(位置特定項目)

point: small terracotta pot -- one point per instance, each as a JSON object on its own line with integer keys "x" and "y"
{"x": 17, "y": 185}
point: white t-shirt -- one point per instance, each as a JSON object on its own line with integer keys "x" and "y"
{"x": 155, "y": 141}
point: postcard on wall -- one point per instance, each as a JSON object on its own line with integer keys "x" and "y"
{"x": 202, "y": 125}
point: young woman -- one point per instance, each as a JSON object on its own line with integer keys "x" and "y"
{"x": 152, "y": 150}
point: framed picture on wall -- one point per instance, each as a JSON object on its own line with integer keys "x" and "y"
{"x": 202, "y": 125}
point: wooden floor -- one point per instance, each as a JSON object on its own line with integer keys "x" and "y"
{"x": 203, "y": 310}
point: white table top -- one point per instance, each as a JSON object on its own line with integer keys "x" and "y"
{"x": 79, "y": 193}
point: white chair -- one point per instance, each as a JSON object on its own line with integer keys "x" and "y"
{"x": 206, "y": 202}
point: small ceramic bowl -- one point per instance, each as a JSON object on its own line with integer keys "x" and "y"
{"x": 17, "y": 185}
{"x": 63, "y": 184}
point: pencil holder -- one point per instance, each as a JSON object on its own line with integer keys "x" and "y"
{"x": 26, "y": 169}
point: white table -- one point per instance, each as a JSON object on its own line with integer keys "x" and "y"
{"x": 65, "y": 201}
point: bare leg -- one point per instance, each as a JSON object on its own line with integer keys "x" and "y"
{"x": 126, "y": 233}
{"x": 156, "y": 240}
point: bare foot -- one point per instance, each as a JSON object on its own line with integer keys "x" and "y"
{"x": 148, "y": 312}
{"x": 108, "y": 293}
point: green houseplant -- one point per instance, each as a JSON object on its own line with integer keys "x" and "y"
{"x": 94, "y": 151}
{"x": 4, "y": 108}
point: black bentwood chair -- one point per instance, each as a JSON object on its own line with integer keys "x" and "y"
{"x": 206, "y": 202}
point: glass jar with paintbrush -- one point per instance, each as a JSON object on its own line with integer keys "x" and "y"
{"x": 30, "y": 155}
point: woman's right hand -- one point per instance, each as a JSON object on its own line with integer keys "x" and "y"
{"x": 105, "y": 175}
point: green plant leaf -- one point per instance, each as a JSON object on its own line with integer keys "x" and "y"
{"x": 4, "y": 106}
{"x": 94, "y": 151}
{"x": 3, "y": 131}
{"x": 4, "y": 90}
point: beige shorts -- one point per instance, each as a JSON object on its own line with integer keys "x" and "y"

◆ 課題の目的: 素材のうち「point: white table -- one」を含む行から素材の末尾までの各行を、指示も含めて改めて書き出してください。その際、回答中の座標の数値はすべて1.8倍し、四捨五入(0.5は切り上げ)で整数にしてください。

◆ 本問の解答:
point: white table -- one point per instance, each as a JSON object on its own line with integer keys "x" and "y"
{"x": 117, "y": 362}
point: bare leg -- one point per instance, each as a JSON object on its own line with integer keys "x" and "y"
{"x": 227, "y": 419}
{"x": 281, "y": 432}
point: bare foot -- one point per instance, each as a JSON object on its own line with integer keys "x" and "y"
{"x": 266, "y": 562}
{"x": 194, "y": 527}
point: green houseplant -- one point per instance, each as a JSON object on its own line with integer keys "x" and "y"
{"x": 169, "y": 272}
{"x": 7, "y": 194}
point: black bentwood chair -- one point per instance, each as a JSON object on its own line with integer keys "x" and "y"
{"x": 371, "y": 364}
point: glass jar with paintbrush -- one point per instance, each as a JSON object on its own line with integer keys "x" and "y"
{"x": 54, "y": 279}
point: woman's right hand -- one point per instance, each as a JSON object on its own line with integer keys "x" and "y"
{"x": 189, "y": 315}
point: green plant leaf -- one point per instance, each as a JSON object on its own line with integer keys "x" and "y"
{"x": 7, "y": 191}
{"x": 169, "y": 272}
{"x": 5, "y": 236}
{"x": 7, "y": 162}
point: beige shorts -- one point per instance, each as a JSON object on its own line with integer keys "x" and "y"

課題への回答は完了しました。